[Excerpts from a detection dataset]
------
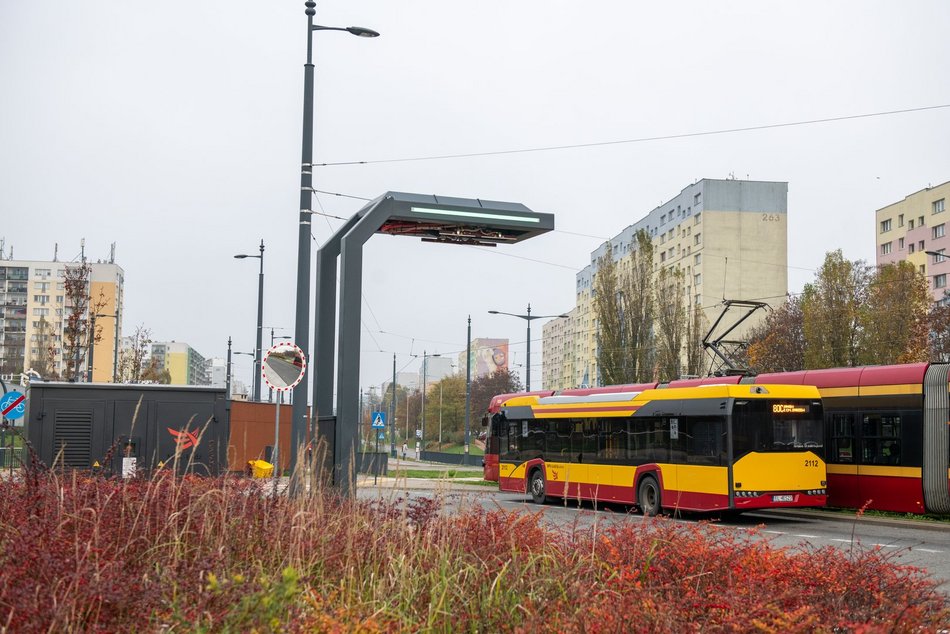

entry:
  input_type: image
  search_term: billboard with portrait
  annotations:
[472,339,508,377]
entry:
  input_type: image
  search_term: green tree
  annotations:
[656,267,687,381]
[860,261,931,364]
[802,249,869,369]
[746,295,805,373]
[591,230,656,385]
[472,368,524,421]
[591,242,630,385]
[928,292,950,363]
[30,317,59,381]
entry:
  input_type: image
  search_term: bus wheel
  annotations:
[637,476,660,517]
[528,469,547,504]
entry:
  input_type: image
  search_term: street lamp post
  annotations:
[228,350,254,398]
[234,238,264,401]
[290,0,379,492]
[465,315,472,456]
[488,303,567,392]
[389,352,396,458]
[412,350,442,454]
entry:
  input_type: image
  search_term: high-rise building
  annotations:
[874,181,950,302]
[458,337,508,381]
[152,341,211,385]
[0,253,124,382]
[542,179,788,389]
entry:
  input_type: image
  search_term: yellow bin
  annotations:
[247,460,274,478]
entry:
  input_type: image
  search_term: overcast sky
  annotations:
[0,0,950,393]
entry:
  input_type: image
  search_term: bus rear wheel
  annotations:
[637,476,660,517]
[528,469,547,504]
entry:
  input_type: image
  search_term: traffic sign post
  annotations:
[0,391,26,420]
[0,391,26,474]
[370,412,386,484]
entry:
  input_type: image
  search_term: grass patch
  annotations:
[389,469,482,480]
[0,471,950,632]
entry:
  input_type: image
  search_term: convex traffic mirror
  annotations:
[261,341,307,392]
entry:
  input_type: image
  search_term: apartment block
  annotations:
[151,341,211,385]
[0,257,124,382]
[543,179,788,389]
[874,181,950,302]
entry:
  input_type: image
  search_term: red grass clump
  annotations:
[0,473,950,632]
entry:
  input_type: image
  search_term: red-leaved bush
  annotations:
[0,466,950,632]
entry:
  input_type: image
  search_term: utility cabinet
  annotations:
[26,381,230,477]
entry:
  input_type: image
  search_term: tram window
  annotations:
[828,412,855,463]
[597,418,627,460]
[521,419,548,460]
[501,420,521,454]
[861,413,901,465]
[627,418,653,464]
[686,419,724,465]
[544,418,574,461]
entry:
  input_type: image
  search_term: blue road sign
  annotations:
[0,392,26,420]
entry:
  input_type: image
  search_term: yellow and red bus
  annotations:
[486,385,827,515]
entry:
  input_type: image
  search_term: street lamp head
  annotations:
[316,24,379,37]
[346,26,379,37]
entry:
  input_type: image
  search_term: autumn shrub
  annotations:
[0,472,950,632]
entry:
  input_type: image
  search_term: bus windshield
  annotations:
[732,399,824,460]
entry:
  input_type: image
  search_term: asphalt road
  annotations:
[358,474,950,594]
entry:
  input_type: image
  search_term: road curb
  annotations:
[750,509,950,532]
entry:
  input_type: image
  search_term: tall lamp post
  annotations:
[488,304,567,392]
[290,0,379,482]
[234,238,264,401]
[231,351,257,398]
[411,350,442,458]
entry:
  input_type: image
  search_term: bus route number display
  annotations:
[772,403,809,414]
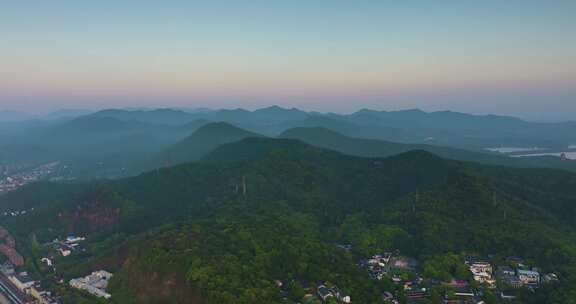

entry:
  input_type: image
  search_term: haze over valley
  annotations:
[0,0,576,304]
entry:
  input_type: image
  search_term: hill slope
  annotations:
[0,138,576,303]
[156,122,262,164]
[279,127,576,171]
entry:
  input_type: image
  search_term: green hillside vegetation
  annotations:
[156,122,262,164]
[0,138,576,304]
[279,127,576,171]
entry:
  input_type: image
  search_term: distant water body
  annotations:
[485,147,546,154]
[512,151,576,160]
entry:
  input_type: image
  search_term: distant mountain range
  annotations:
[0,106,576,178]
[0,137,576,304]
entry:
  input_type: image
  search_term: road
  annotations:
[0,273,26,304]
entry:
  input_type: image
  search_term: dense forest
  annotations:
[0,138,576,303]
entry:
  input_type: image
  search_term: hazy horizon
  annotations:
[0,0,576,121]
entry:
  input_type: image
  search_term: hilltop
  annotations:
[0,138,576,303]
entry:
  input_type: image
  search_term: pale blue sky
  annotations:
[0,0,576,119]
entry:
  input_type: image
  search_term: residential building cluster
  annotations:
[0,262,60,304]
[0,162,60,194]
[359,252,559,304]
[466,258,496,288]
[70,270,112,299]
[49,235,86,257]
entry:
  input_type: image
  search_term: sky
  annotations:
[0,0,576,120]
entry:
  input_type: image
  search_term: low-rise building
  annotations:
[69,270,112,299]
[518,269,540,286]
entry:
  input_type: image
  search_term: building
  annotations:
[69,270,113,299]
[8,272,36,293]
[518,270,540,286]
[469,262,496,287]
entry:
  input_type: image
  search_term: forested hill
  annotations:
[279,127,576,171]
[0,138,576,304]
[150,122,262,168]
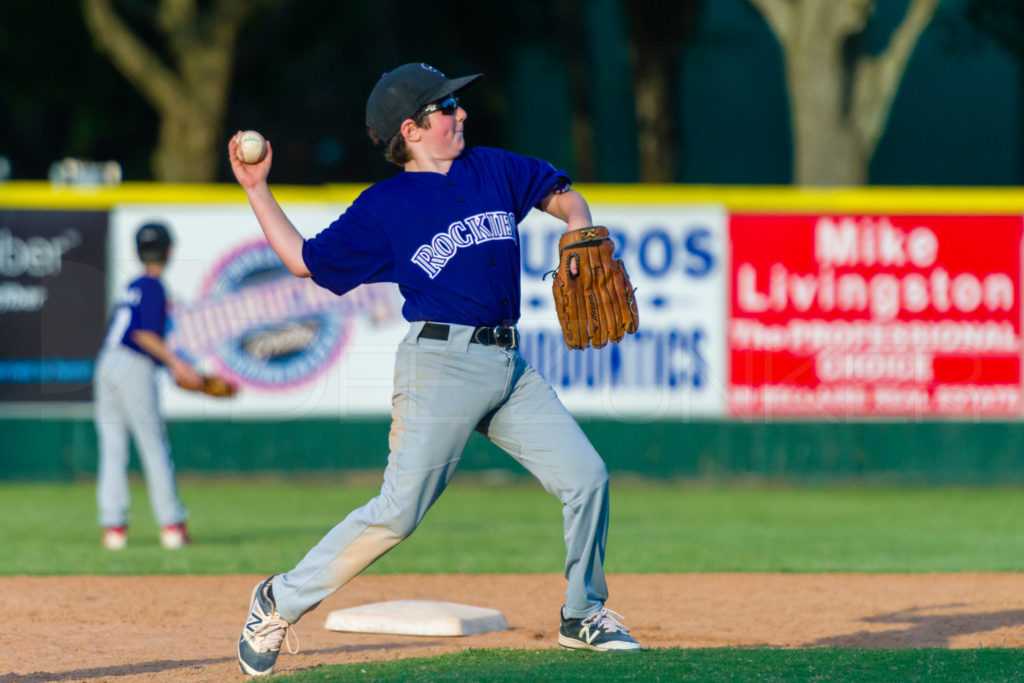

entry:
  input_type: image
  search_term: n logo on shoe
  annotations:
------
§ Exercise brief
Can you rewrite all the data above with every "search_term" replaced by "query", keeping everything else the same and leaving the pictures out of your answer?

§ Solution to the exercise
entry:
  input_type: image
  query: billboard with portrait
  annotations:
[472,339,508,377]
entry:
  input_type: image
  query: green tree
  annotations:
[656,267,687,381]
[860,261,931,364]
[802,249,869,369]
[746,295,805,373]
[591,230,656,385]
[472,368,524,421]
[591,242,630,385]
[928,292,950,363]
[30,317,59,381]
entry:
  input_type: image
  query: bus wheel
  annotations:
[637,476,660,517]
[528,469,547,504]
entry:
  input_type: image
  query: street lamp post
  annotations:
[228,350,254,398]
[234,238,264,401]
[290,0,379,492]
[465,315,472,456]
[488,303,567,392]
[389,352,396,458]
[412,350,442,454]
entry:
  input_type: image
  query: high-rise building
  annotations:
[874,181,950,302]
[458,337,508,381]
[152,341,211,385]
[0,253,124,382]
[542,179,788,389]
entry:
  input_type: image
  query: yellow bin
  annotations:
[247,460,274,478]
entry:
  input_type: image
  query: overcast sky
  annotations:
[0,0,950,393]
entry:
  input_type: image
  query: bus rear wheel
  annotations:
[637,476,660,517]
[528,469,547,504]
entry:
  input_type: image
  query: traffic sign post
  annotations:
[0,391,26,420]
[0,391,26,474]
[370,412,386,484]
entry:
  input_type: image
  query: grass patch
  annotations:
[389,469,482,480]
[0,471,950,632]
entry:
  input_type: image
  query: convex traffic mirror
  annotations:
[261,341,307,392]
entry:
  input_type: image
  query: apartment block
  annotations:
[151,341,211,385]
[0,257,124,382]
[543,179,788,389]
[874,181,950,302]
entry:
  input_type: image
  query: red grass clump
  annotations:
[0,473,950,632]
entry:
  input_type: image
  query: red-leaved bush
  annotations:
[0,466,950,632]
entry:
  input_type: image
  query: utility cabinet
  annotations:
[26,381,230,477]
entry:
  input_type: image
  query: tram window
  annotations:
[828,412,855,463]
[597,418,627,460]
[521,419,548,460]
[501,420,521,454]
[861,413,901,465]
[627,418,653,464]
[686,419,724,465]
[544,418,574,461]
entry:
  input_type: image
  query: blue road sign
  annotations:
[0,392,26,420]
entry:
  input_type: image
  query: yellow and red bus
  annotations:
[486,385,827,515]
entry:
  input_type: image
  query: street lamp head
  annotations:
[316,24,379,37]
[346,26,379,37]
entry:
  input_type: image
  query: autumn shrub
  annotations:
[0,472,950,632]
entry:
  input_type: image
  query: bus windshield
  annotations:
[732,399,824,460]
entry:
  input_type: image
  query: asphalt road
  annotations:
[358,474,950,594]
entry:
  input_type: image
  query: road curb
  annotations:
[750,509,950,532]
entry:
  input_type: image
  query: tall lamp post
  annotations:
[488,304,567,392]
[290,0,379,482]
[234,238,264,401]
[231,351,257,398]
[411,350,442,458]
entry:
  input_type: image
  query: bus route number display
  annotations:
[772,403,809,414]

entry:
  input_type: image
  query: haze over valley
  annotations:
[0,0,576,304]
entry:
  input_type: image
  query: hill slope
  annotations:
[0,138,576,303]
[156,122,262,164]
[279,127,576,171]
entry:
  input_type: image
  query: green hillside vegetation
  annotations:
[156,122,262,164]
[0,138,576,304]
[279,127,576,171]
entry:
  input_type: image
  query: distant water body
  annotations:
[485,147,546,154]
[512,151,576,160]
entry:
  input_type: image
  query: distant mountain range
  annotations:
[0,106,576,178]
[0,137,576,304]
entry:
  input_type: image
  query: road
  annotations:
[0,273,26,304]
entry:
  input_type: image
  query: dense forest
  annotations:
[0,138,576,303]
entry:
  input_type: image
  query: hazy horizon
  annotations:
[0,0,576,121]
entry:
  input_type: image
  query: hilltop
  annotations:
[0,138,576,303]
entry:
  input_type: image
  query: pale blue sky
  annotations:
[0,0,576,119]
entry:
  input_type: image
  query: residential building cluster
  annotations:
[0,262,60,304]
[0,162,60,194]
[359,252,559,304]
[466,258,496,288]
[70,270,112,299]
[49,235,86,257]
entry:
  input_type: image
  query: sky
  annotations:
[0,0,576,120]
entry:
  input_type: image
  query: low-rise building
  annotations:
[69,270,112,299]
[518,269,540,286]
entry:
  input_type: image
  query: building
  annotations:
[69,270,113,299]
[8,272,36,293]
[518,270,540,286]
[469,262,496,287]
entry:
  input_type: image
  query: forested hill
  annotations:
[279,127,576,171]
[0,138,576,304]
[150,122,262,168]

entry:
  input_type: image
  query: n logo on shoe
  annotations:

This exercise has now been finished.